Short problem 1:
Using the court's fee ruling, decide whether each statement agrees with it. Answer yes or no, and quote the exact words of the ruling that settle it.
(a) AISD's response held two pages of substantive argument.
(b) Saldivar's counsel spent six hours preparing the Motion for Entry of Judgment.
(c) AISD said the parties discussed discovery exhibits for ten minutes on November 12, 2015.
Short problem 2: Carry on the court's fee ruling from its last sentence.

In particular, the Court agrees the amount of time Saldivar's counsel spent reviewing AISD's response was excessive. AISD's response contained two pages of substantive argument. A reasonable attorney could have reviewed these four short paragraphs in five minutes rather than one hour. Similarly, the Court agrees the nine hours Saldivar's counsel spent preparing Saldivar's Motion for Entry of Judgment, which amounted to six pages in length, is excessive. See Mot. J. [#75]. Moreover, given AISD's assertion that the parties discussed discovery exhibits for ten minutes on November 12, 2015 rather than the one and a half hours Notzon claimed, the Court finds the amount billed by Saldivar's counsel is excessive. The fee award should therefore be reduced to account for Notzon's excessive billing.

Entries:
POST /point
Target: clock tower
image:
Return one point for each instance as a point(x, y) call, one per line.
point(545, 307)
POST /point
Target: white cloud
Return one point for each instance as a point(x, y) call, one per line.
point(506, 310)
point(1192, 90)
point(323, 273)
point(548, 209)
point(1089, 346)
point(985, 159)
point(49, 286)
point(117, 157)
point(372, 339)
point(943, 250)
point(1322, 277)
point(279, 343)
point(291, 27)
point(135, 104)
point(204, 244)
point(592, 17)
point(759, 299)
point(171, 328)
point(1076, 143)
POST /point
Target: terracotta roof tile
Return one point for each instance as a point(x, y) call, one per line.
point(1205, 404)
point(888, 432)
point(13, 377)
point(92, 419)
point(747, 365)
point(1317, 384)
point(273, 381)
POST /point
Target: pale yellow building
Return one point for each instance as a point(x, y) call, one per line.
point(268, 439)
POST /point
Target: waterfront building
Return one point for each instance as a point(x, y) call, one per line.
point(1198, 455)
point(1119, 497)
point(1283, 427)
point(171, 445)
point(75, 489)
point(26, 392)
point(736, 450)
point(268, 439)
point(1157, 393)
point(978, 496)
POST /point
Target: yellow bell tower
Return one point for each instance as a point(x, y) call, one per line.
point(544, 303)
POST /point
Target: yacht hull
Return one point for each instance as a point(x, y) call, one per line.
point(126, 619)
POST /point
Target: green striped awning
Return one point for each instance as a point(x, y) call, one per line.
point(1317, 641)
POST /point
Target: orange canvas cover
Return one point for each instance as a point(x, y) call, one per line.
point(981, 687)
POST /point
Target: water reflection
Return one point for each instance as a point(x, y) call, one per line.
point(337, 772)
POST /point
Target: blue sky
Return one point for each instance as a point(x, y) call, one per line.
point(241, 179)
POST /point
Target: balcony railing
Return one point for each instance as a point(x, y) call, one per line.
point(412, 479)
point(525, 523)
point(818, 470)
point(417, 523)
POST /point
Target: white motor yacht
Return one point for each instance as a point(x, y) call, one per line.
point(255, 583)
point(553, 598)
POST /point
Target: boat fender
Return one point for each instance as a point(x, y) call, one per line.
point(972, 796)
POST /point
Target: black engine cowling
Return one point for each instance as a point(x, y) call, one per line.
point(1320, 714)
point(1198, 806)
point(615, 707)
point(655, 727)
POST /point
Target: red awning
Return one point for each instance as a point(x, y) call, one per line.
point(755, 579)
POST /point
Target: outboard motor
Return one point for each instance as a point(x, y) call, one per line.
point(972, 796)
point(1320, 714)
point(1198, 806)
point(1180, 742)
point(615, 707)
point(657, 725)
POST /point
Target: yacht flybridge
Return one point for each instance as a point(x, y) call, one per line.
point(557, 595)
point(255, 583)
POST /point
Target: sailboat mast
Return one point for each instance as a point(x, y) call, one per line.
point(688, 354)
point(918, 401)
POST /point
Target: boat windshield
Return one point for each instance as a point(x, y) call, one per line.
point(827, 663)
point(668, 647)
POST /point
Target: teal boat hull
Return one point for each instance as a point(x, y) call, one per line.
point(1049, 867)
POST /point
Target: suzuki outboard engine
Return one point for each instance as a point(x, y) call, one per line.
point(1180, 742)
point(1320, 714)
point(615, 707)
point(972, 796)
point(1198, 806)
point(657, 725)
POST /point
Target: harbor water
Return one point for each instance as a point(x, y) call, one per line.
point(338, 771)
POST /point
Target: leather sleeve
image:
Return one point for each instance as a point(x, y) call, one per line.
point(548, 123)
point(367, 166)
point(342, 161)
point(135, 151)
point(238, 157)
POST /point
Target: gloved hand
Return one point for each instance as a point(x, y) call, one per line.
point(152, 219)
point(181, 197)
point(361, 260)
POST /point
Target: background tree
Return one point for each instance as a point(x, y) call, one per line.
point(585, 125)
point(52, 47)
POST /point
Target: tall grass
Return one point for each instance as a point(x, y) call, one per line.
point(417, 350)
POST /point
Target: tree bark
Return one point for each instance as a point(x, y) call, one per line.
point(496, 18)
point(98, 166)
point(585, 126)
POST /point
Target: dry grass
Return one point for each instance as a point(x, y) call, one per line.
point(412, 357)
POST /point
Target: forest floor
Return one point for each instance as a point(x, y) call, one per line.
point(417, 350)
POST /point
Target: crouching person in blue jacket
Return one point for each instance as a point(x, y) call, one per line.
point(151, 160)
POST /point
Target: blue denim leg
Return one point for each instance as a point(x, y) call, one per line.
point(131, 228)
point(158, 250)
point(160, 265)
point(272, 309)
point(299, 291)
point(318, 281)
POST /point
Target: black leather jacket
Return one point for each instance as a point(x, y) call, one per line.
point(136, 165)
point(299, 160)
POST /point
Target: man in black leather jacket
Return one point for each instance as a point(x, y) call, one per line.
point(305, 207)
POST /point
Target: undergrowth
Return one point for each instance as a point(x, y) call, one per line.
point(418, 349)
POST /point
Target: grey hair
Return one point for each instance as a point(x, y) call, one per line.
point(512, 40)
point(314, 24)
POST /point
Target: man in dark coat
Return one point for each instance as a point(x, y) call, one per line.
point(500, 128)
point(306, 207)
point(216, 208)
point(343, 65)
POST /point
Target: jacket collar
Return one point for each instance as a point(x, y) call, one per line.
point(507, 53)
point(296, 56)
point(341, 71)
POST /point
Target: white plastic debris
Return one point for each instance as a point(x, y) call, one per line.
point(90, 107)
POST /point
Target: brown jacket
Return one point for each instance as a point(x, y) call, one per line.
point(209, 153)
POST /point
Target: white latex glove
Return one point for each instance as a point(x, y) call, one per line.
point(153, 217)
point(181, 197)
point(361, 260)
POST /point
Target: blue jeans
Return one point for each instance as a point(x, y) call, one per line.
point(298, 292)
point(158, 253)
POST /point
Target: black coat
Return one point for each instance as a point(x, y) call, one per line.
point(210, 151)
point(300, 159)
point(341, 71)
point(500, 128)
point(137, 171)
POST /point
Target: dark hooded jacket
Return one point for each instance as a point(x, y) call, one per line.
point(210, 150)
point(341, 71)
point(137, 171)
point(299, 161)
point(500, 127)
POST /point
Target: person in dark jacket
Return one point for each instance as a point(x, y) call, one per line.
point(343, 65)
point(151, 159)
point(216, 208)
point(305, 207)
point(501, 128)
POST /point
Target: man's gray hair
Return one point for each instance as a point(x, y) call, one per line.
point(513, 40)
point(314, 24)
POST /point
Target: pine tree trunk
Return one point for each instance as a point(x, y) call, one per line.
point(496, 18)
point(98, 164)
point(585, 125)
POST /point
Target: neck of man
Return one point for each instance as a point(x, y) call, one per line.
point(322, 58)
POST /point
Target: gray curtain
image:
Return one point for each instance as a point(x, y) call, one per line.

Written answer 1:
(a) Yes: "AISD's response contained two pages of substantive argument."
(b) No: "the nine hours Saldivar's counsel spent preparing Saldivar's Motion for Entry of Judgment, which amounted to six pages in length"
(c) Yes: "the parties discussed discovery exhibits for ten minutes on November 12, 2015"

Written answer 2:
AISD also claims the twelve hours billed in regards to Saldivar's damages expert should be struck, either because the hours are barred by a per se rule or they were excessive. While expert witness fees are not recoverable under the FLSA, see Tyler v. Union Oil Co. of Cal., 304 F.3d 379, 405 (5th Cir. 2002), AISD has cited no authority for the proposition that Saldivar may not recover attorney's fees for time spent on expert witness tasks "where she cannot even recover the underlying expert's fees." Resp. [#85] at 8. Nevertheless, the Court agrees the twelve hours Saldivar's counsel spent on tasks related to Saldivar's damages expert is excessive. A damages expert would have been wholly unnecessary at trial given the simple damages calculation the jury was tasked with: multiply the number of unpaid overtime hours (80) by the stipulated overtime amount ($27.14) to reach the damage award ($2,170.20). Accordingly, the Court reduces the number of hours billed on tasks related to the damages expert by 75%.
b. Billing for Unsuccessful Claims
AISD claims Saldivar failed to exercise billing judgment by writing off hours billed on unsuccessful claims. Where a plaintiff has failed to prevail on a claim that is distinct in all respects from his successful claims, the hours spent on the unsuccessful claim should be excluded in considering the amount of a reasonable fee. See Fox v. Vice, 131 S. Ct. 2205, 2214 (2011) ("The fee award, of course, should not reimburse the plaintiff for work performed on claims that bore no relation to the grant of relief").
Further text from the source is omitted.